→ GIVEN REQUEST A
Put the rows from the first one through the line holding "<point>217,149</point>", inclusive, into a Markdown table with a No. column for the row number and a Line column for the line, leaving out blank lines.

→ TEXT EXTRACT
From: Dave Chinner <dchinner(a)redhat.com>
mainline inclusion
from mainline-v5.19-rc1
commit c230a4a85bcdbfc1a7415deec6caf04e8fca1301
category: bugfix
bugzilla: 187372, https://gitee.com/openeuler/kernel/issues/I5K0OM
CVE: NA
Reference: https://git.kernel.org/pub/scm/linux/kernel/git/torvalds/linux.git/commit/?…
--------------------------------
Ever since we added shadown format buffers to the log items, log
items need to handle the item being released with shadow buffers
attached. Due to the fact this requirement was added at the same
time we added new rmap/reflink intents, we missed the cleanup of
those items.
In theory, this means shadow buffers can be leaked in a very small
window when a shutdown is initiated. Testing with KASAN shows this
leak does not happen in practice - we haven't identified a single
leak in several years of shutdown testing since ~v4.8 kernels.
However, the intent whiteout cleanup mechanism results in every
cancelled intent in exactly the same state as this tiny race window
creates and so if intents down clean up shadow buffers on final
release we will leak the shadow buffer for just about every intent
we create.

→ RECORDS SUPPLIED
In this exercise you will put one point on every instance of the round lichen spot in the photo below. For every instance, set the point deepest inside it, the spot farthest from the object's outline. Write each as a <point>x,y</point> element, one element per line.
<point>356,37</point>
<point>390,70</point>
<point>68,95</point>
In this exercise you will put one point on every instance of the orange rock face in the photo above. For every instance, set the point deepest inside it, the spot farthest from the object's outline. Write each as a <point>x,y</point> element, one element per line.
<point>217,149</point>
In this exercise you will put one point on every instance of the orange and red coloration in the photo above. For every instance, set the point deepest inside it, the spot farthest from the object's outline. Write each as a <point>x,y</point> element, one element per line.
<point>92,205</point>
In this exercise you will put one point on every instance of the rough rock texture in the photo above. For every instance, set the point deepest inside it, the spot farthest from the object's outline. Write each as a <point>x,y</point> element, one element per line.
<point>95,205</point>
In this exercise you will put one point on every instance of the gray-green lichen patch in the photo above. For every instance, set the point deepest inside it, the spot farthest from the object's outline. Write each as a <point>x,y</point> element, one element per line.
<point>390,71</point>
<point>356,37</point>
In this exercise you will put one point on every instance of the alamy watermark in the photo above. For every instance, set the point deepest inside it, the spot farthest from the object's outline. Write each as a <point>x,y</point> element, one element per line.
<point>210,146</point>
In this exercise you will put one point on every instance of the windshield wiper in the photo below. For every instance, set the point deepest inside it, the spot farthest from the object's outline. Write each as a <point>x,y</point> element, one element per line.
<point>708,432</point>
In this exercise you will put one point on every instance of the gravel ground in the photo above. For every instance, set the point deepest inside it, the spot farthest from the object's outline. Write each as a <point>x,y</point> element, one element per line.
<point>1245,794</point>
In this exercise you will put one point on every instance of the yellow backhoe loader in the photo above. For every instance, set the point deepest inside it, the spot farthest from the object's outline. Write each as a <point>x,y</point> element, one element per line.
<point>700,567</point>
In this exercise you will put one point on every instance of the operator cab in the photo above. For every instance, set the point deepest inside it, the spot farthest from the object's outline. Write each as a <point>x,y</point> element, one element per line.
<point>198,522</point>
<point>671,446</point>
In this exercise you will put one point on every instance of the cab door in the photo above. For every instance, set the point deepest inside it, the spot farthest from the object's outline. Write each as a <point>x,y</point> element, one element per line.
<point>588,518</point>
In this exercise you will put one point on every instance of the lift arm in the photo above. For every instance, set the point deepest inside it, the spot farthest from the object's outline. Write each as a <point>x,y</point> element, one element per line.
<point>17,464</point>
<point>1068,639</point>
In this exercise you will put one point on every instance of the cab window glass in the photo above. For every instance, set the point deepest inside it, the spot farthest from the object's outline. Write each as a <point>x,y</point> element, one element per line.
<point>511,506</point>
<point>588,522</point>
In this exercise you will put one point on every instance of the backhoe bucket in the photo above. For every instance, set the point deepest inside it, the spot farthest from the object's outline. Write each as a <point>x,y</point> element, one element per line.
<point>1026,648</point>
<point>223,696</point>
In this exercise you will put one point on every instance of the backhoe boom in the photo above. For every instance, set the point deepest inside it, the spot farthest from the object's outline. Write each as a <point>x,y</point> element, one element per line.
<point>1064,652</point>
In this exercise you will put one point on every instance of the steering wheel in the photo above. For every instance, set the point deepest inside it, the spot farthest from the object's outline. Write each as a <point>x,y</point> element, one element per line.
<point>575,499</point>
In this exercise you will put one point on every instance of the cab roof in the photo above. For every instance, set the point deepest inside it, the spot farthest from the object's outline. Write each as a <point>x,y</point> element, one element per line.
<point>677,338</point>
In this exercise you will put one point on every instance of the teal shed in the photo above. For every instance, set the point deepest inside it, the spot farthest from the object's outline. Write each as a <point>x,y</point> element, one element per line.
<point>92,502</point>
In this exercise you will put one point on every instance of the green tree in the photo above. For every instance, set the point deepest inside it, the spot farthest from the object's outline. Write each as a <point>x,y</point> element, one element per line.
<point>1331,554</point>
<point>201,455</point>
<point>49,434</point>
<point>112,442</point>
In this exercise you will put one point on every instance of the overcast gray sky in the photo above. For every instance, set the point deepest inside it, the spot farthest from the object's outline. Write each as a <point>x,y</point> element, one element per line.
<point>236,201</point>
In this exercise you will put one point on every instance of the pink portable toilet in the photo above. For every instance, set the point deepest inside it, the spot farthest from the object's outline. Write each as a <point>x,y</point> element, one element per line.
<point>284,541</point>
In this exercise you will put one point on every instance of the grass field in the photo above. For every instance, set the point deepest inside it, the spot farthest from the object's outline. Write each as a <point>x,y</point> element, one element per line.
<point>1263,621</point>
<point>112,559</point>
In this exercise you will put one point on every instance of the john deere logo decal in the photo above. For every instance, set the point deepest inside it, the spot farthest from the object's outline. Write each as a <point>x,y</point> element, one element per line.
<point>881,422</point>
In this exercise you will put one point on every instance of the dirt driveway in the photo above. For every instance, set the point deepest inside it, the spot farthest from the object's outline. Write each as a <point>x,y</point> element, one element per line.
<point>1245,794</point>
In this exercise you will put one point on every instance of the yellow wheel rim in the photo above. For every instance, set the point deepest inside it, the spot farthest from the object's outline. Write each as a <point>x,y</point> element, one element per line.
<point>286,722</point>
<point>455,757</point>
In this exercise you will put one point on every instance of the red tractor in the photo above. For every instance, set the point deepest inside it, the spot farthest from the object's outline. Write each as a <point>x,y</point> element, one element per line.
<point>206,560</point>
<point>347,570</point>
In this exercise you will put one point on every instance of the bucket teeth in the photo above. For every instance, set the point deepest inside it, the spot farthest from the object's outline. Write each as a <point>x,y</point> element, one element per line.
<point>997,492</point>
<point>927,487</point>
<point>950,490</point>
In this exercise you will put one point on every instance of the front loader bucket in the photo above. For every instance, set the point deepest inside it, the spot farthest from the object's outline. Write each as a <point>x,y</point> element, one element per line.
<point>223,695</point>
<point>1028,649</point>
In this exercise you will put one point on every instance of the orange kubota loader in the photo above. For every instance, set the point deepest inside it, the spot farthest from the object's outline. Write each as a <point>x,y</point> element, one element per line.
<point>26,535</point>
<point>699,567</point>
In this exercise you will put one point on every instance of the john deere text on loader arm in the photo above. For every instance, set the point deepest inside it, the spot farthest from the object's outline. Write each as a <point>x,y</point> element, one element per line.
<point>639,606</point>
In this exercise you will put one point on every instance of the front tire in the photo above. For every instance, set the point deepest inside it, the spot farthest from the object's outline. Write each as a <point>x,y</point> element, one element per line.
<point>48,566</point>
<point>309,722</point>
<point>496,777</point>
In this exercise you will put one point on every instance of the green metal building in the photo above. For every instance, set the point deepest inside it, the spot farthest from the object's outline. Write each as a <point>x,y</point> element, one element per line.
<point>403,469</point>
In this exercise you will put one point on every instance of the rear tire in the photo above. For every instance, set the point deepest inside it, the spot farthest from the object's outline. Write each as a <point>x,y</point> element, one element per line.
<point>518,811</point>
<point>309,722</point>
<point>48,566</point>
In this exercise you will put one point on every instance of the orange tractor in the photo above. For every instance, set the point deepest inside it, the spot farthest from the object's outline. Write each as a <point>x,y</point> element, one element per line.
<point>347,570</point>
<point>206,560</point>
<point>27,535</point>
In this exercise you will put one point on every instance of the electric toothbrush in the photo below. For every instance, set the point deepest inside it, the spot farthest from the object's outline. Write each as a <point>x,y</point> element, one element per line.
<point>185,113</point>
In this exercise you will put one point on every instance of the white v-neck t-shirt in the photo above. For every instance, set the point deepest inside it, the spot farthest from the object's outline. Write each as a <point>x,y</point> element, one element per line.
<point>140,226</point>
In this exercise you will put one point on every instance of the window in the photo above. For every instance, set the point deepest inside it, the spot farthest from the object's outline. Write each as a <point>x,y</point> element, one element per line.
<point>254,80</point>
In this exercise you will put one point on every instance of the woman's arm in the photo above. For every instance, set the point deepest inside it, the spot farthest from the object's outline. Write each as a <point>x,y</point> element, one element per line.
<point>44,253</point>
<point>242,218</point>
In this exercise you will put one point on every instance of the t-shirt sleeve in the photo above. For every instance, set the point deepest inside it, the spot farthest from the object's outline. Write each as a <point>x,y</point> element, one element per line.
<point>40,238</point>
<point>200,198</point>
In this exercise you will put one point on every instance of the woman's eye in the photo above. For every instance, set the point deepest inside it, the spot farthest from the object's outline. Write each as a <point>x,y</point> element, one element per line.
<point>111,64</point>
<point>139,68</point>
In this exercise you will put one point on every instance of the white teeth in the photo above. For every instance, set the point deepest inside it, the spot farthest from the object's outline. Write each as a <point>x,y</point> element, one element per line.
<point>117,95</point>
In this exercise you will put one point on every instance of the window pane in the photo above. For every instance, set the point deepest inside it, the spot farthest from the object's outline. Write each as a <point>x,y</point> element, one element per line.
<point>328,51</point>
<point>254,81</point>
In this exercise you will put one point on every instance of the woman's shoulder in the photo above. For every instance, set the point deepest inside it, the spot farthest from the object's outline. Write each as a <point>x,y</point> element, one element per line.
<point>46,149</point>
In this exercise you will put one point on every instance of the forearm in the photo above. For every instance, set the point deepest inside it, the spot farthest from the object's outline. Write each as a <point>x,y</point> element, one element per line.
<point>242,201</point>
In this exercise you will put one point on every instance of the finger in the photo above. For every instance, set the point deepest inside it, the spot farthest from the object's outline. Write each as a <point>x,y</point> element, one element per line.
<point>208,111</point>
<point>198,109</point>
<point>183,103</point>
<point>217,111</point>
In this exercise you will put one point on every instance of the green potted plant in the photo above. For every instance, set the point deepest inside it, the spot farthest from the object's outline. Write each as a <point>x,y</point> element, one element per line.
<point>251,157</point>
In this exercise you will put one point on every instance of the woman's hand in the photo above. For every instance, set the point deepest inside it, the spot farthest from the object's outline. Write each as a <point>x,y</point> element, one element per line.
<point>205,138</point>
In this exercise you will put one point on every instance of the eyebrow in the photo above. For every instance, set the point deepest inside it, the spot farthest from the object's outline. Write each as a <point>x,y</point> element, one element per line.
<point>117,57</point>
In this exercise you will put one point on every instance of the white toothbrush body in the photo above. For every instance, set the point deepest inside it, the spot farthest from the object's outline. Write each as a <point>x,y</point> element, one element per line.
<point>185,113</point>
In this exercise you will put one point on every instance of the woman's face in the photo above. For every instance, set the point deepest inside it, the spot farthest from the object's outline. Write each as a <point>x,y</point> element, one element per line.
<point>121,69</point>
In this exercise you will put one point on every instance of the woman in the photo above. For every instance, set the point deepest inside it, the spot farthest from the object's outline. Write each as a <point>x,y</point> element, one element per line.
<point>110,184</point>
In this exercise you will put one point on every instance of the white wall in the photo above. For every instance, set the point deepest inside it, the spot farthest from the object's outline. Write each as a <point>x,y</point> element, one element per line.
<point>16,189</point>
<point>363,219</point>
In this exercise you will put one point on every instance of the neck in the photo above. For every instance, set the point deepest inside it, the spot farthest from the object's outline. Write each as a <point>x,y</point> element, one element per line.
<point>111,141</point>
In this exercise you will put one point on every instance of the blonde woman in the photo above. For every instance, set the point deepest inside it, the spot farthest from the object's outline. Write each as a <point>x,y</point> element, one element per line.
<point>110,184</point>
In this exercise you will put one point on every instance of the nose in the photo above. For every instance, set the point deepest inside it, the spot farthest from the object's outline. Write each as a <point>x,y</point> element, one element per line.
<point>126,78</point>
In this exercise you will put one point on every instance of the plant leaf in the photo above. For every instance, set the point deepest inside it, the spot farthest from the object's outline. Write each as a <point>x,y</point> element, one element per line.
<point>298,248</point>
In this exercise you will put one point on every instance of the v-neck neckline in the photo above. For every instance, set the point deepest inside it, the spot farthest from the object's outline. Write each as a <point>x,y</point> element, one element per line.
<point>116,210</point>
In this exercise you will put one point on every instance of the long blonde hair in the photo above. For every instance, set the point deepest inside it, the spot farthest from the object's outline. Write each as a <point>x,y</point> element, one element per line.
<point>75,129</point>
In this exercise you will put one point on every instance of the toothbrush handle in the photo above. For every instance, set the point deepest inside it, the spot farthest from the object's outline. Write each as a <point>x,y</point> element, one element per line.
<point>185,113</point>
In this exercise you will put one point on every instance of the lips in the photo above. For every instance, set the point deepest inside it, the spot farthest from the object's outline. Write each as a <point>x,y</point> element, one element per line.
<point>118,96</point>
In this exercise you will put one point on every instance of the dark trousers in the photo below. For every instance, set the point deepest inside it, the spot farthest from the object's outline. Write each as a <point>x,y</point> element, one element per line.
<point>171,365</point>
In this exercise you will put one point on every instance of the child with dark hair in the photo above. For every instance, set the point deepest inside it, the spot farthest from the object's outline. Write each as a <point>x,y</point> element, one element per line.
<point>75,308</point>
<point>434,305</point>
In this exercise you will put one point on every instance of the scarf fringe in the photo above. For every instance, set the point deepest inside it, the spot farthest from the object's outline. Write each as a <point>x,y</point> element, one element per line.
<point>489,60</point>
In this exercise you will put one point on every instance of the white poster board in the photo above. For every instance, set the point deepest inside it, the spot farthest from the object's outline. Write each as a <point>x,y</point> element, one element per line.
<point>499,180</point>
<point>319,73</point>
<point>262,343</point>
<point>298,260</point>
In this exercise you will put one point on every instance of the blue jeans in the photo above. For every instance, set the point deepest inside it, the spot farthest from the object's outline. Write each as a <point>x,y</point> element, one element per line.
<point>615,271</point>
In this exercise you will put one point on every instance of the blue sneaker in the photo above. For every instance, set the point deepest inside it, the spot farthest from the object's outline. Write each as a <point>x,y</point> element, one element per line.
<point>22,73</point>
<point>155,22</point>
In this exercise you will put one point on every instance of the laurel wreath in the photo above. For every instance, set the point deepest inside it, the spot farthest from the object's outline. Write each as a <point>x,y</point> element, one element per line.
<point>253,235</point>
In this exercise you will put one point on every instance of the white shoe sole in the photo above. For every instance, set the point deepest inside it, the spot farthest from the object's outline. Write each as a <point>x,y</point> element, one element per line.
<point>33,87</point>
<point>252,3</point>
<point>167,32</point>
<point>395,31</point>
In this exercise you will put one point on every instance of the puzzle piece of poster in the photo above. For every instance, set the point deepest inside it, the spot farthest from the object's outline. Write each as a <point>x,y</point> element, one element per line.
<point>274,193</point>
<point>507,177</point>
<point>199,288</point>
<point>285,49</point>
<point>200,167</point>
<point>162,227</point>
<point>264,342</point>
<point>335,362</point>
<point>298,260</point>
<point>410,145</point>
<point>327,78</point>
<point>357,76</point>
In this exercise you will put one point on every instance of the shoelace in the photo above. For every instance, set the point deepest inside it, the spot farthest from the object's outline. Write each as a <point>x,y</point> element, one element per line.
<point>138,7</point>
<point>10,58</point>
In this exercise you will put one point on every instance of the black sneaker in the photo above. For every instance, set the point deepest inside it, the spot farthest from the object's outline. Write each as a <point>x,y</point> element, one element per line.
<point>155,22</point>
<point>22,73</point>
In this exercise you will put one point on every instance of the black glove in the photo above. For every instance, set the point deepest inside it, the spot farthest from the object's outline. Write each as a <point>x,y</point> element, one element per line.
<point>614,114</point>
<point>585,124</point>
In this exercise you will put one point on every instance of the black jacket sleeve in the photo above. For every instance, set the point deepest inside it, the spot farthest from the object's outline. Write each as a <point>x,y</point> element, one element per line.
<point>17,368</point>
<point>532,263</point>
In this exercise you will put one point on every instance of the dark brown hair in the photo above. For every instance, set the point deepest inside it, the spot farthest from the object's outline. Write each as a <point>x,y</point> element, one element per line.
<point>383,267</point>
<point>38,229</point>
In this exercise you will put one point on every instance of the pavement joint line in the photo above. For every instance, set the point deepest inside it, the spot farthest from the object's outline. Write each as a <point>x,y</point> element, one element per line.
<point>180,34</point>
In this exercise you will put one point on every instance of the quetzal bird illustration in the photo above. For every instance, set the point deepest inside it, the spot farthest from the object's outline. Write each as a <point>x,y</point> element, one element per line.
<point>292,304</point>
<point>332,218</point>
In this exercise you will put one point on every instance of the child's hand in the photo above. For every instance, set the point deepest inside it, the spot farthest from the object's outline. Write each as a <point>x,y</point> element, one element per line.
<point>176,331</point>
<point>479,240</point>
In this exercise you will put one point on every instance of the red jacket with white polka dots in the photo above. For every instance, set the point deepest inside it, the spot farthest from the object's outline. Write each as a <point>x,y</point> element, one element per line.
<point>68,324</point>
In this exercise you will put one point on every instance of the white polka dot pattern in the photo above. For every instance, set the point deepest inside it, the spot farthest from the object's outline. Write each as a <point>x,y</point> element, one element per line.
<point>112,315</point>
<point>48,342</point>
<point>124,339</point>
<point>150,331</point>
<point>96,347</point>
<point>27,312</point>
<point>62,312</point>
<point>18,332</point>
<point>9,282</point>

→ GIVEN REQUEST B
Output the part of the kernel patch description between "In theory, this" and "since ~v4.8 kernels.", inclusive, copied word for word.

→ PROBLEM SOLUTION A
| No. | Line |
|---|---|
| 1 | In this exercise you will put one point on every instance of the round lichen spot in the photo below. For every instance, set the point deepest inside it, the spot farthest from the object's outline. Write each as a <point>x,y</point> element, one element per line. |
| 2 | <point>356,37</point> |
| 3 | <point>390,70</point> |
| 4 | <point>68,95</point> |
| 5 | In this exercise you will put one point on every instance of the orange rock face in the photo above. For every instance, set the point deepest inside it, the spot farthest from the object's outline. Write each as a <point>x,y</point> element, one element per line. |
| 6 | <point>217,149</point> |

→ PROBLEM SOLUTION B
In theory, this means shadow buffers can be leaked in a very small
window when a shutdown is initiated. Testing with KASAN shows this
leak does not happen in practice - we haven't identified a single
leak in several years of shutdown testing since ~v4.8 kernels.